::: Material for this exercise

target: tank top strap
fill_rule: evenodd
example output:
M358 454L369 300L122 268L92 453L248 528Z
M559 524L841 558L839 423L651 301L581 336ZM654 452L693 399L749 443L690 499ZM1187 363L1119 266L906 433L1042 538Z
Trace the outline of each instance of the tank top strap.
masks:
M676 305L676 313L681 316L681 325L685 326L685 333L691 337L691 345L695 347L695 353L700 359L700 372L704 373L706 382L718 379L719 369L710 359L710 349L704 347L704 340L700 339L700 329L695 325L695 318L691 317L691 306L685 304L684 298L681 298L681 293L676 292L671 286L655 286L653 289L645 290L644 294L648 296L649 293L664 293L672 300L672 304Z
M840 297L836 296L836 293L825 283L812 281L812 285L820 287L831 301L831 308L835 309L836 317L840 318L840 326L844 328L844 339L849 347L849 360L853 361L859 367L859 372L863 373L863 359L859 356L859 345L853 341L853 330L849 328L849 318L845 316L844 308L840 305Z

::::::

### Exercise objective
Copy every one of the records above, line for line, without changing anything.

### Written solution
target: tank top strap
fill_rule: evenodd
example output:
M358 454L369 300L122 268L92 453L248 528Z
M559 524L841 558L839 423L651 301L581 336ZM654 452L693 399L749 443L690 499ZM1187 363L1119 266L906 433L1042 538Z
Trace the outline of each instance of the tank top strap.
masks:
M676 305L676 313L681 316L681 325L685 326L685 333L691 337L691 345L695 347L695 353L700 359L700 372L704 373L706 382L718 379L719 369L710 359L710 349L704 347L704 340L700 339L700 329L695 325L695 318L691 317L691 306L685 304L684 298L681 298L681 293L676 292L671 286L655 286L653 289L645 290L644 294L648 296L649 293L664 293L672 300L672 304Z
M840 297L836 296L836 293L825 283L812 281L812 285L820 287L831 301L831 308L835 309L836 317L840 318L840 326L844 328L844 339L849 347L849 360L853 361L859 367L859 372L863 373L863 359L859 356L859 345L853 341L853 330L849 328L849 318L845 316L844 308L840 305Z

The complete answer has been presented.